What the task requires: Output exactly the lines that run from the line with "Look at the image and identify where the garage" to the end of the material, both ends included, and no other lines.
#### Given information ####
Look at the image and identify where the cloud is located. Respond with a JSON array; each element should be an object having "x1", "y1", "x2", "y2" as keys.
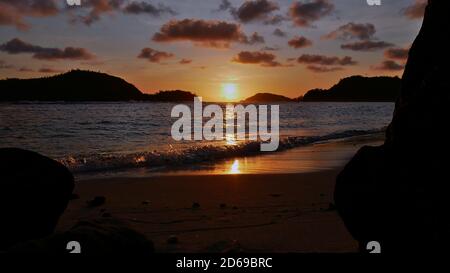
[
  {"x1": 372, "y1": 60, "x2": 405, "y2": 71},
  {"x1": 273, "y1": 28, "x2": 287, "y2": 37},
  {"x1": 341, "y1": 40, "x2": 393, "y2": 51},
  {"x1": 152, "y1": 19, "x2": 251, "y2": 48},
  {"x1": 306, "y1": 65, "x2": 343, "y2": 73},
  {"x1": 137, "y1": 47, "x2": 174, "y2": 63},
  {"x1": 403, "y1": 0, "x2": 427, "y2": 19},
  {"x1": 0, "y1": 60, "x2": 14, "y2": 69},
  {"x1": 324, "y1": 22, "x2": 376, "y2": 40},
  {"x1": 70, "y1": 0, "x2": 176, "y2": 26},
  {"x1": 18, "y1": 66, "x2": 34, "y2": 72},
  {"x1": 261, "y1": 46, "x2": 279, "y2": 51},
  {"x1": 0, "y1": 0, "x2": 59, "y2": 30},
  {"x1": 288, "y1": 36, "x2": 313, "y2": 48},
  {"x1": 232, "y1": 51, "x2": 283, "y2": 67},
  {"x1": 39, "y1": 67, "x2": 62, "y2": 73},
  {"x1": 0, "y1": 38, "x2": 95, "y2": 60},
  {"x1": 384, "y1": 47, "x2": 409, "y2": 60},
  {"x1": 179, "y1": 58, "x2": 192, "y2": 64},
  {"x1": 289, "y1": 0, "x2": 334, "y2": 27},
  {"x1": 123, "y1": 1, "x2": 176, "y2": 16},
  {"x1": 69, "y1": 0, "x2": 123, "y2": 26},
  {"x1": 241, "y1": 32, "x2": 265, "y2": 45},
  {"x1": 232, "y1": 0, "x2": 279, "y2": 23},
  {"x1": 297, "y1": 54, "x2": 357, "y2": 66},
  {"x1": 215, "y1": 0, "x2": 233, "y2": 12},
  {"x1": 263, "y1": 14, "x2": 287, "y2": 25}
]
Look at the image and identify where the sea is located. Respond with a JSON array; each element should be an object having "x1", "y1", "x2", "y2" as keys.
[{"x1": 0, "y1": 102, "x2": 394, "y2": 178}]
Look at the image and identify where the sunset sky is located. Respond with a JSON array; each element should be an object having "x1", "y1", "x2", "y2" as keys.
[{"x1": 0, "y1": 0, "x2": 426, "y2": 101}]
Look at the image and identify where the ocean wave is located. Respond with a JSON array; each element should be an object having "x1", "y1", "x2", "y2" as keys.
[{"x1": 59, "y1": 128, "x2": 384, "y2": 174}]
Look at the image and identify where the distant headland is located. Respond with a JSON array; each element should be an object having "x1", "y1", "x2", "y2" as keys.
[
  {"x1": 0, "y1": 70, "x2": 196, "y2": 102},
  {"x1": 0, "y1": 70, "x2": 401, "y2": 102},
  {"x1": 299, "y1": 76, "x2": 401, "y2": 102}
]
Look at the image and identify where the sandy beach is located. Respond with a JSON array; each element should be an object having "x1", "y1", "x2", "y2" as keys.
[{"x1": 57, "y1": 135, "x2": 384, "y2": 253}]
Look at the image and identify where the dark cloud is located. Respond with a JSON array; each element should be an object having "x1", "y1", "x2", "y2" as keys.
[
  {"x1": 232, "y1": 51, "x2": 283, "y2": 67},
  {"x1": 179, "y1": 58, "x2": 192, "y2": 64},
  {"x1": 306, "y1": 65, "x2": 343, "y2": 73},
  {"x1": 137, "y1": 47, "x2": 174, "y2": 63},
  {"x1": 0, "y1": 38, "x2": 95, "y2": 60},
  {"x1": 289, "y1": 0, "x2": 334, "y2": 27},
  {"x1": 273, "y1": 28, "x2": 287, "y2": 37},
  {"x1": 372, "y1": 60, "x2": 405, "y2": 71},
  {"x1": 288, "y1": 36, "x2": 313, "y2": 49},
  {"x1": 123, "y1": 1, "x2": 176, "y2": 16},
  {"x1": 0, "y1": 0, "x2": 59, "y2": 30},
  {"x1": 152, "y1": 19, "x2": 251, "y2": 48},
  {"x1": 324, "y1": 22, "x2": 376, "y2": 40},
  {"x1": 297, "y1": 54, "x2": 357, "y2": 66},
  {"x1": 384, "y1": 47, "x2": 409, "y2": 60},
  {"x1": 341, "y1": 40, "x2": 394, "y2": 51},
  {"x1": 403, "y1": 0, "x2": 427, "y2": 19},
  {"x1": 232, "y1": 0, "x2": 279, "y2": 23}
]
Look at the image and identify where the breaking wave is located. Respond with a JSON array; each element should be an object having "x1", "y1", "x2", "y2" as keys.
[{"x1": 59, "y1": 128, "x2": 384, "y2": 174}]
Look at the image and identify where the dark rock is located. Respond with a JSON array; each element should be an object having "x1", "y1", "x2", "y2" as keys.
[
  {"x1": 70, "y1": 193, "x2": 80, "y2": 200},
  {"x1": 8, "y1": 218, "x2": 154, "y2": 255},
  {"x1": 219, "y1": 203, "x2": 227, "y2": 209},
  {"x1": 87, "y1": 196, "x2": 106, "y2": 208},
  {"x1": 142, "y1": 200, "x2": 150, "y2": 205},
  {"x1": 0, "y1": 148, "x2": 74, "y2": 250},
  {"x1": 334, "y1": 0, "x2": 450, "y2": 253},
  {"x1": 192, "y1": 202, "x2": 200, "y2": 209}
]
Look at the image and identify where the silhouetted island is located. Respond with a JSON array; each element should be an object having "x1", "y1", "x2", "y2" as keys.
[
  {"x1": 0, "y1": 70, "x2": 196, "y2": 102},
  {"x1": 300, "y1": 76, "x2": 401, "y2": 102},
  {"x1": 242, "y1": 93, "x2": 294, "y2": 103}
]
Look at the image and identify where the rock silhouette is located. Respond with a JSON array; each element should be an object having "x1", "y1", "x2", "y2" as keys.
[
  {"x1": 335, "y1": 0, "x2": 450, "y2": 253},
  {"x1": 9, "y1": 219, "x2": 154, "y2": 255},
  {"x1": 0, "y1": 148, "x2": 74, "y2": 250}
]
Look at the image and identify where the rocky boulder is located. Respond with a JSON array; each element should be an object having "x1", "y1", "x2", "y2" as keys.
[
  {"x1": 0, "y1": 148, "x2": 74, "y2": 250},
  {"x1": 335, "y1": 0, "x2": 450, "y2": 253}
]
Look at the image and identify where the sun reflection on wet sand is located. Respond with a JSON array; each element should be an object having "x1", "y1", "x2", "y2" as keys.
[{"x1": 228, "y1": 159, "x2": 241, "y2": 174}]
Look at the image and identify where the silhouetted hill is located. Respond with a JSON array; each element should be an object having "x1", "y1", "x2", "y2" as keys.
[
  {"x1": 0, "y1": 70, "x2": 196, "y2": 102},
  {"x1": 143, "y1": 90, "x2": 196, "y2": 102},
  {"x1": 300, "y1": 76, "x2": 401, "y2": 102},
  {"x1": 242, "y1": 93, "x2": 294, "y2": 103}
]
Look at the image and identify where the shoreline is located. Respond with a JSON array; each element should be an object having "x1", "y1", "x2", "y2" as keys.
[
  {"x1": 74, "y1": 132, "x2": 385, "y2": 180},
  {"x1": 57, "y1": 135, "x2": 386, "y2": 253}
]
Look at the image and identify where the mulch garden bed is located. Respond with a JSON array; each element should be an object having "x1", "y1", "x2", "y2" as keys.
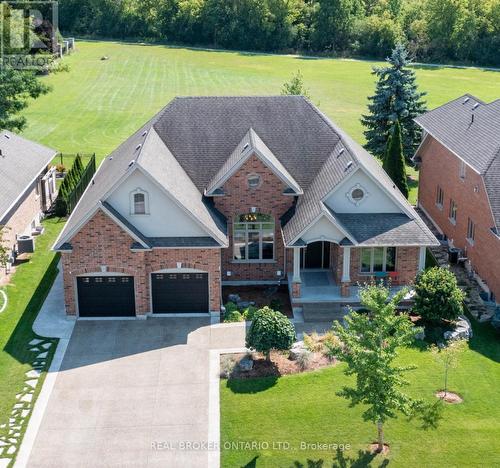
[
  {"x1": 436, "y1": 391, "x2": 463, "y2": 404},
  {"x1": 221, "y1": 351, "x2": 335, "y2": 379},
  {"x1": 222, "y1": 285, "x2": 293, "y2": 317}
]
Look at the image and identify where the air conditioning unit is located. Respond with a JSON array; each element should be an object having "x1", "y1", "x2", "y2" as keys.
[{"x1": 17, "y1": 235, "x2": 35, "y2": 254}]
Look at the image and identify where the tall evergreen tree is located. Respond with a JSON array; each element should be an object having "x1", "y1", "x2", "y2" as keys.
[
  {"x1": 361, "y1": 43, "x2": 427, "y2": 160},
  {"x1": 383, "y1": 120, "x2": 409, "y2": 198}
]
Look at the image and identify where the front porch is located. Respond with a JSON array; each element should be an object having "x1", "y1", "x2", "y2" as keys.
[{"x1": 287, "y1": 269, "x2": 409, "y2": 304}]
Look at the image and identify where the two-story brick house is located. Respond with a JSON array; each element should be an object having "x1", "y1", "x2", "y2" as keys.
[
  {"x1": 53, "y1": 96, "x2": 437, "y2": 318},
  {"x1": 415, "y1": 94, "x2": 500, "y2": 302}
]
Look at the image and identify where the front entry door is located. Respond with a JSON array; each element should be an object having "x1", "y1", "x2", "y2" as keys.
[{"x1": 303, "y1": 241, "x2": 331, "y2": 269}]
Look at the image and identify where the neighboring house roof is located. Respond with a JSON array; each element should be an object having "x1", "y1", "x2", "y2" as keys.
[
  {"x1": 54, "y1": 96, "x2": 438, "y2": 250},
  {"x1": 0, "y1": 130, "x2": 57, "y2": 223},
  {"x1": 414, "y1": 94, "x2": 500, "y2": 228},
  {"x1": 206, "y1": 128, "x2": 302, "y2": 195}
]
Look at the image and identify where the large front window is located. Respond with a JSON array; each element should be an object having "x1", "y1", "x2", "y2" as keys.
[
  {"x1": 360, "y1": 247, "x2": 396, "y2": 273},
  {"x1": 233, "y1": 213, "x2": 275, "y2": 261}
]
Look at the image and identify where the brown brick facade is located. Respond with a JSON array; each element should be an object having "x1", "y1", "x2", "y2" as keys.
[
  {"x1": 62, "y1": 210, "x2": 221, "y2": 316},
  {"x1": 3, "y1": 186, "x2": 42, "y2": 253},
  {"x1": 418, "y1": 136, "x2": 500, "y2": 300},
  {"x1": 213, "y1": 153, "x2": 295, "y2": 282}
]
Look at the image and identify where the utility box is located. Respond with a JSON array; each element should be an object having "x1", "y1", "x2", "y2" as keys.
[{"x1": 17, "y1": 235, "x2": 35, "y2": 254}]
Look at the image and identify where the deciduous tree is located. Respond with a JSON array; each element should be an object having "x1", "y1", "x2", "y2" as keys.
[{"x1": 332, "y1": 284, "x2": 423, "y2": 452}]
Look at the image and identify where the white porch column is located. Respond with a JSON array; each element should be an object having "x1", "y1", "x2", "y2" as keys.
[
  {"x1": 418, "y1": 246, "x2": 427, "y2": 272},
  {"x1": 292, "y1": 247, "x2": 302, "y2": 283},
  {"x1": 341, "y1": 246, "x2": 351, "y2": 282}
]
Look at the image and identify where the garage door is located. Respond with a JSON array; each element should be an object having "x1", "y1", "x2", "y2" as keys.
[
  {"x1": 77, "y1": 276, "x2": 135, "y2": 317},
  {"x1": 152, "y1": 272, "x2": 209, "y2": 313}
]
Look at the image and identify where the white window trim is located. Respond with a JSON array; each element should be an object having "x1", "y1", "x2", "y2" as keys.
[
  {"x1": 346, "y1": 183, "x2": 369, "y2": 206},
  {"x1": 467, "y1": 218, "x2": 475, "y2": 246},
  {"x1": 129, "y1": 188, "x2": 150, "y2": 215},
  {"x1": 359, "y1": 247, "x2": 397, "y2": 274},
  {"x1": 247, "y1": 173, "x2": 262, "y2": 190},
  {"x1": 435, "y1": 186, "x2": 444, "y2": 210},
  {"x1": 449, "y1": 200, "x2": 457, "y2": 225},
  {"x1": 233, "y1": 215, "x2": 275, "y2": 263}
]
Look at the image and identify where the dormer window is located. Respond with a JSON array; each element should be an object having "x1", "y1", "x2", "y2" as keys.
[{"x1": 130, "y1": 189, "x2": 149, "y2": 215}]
####
Task answer:
Look at the image and identify where the garage door is located. Respond with a JSON array; each element should be an object having "x1", "y1", "x2", "y2" as keys.
[
  {"x1": 77, "y1": 276, "x2": 135, "y2": 317},
  {"x1": 152, "y1": 272, "x2": 209, "y2": 313}
]
Look at the image and identify where the white window trim is located. Respond with a JSON array; each element should be an object having "x1", "y1", "x2", "y2" as keys.
[
  {"x1": 346, "y1": 183, "x2": 369, "y2": 206},
  {"x1": 467, "y1": 218, "x2": 475, "y2": 246},
  {"x1": 129, "y1": 188, "x2": 150, "y2": 215},
  {"x1": 359, "y1": 247, "x2": 397, "y2": 274},
  {"x1": 247, "y1": 173, "x2": 262, "y2": 190},
  {"x1": 435, "y1": 186, "x2": 444, "y2": 210},
  {"x1": 449, "y1": 200, "x2": 457, "y2": 225},
  {"x1": 233, "y1": 215, "x2": 275, "y2": 263}
]
Look at the image and identify where the dormer window is located. Respond with a JSON array; each element should be an object having "x1", "y1", "x2", "y2" as keys.
[{"x1": 130, "y1": 189, "x2": 149, "y2": 215}]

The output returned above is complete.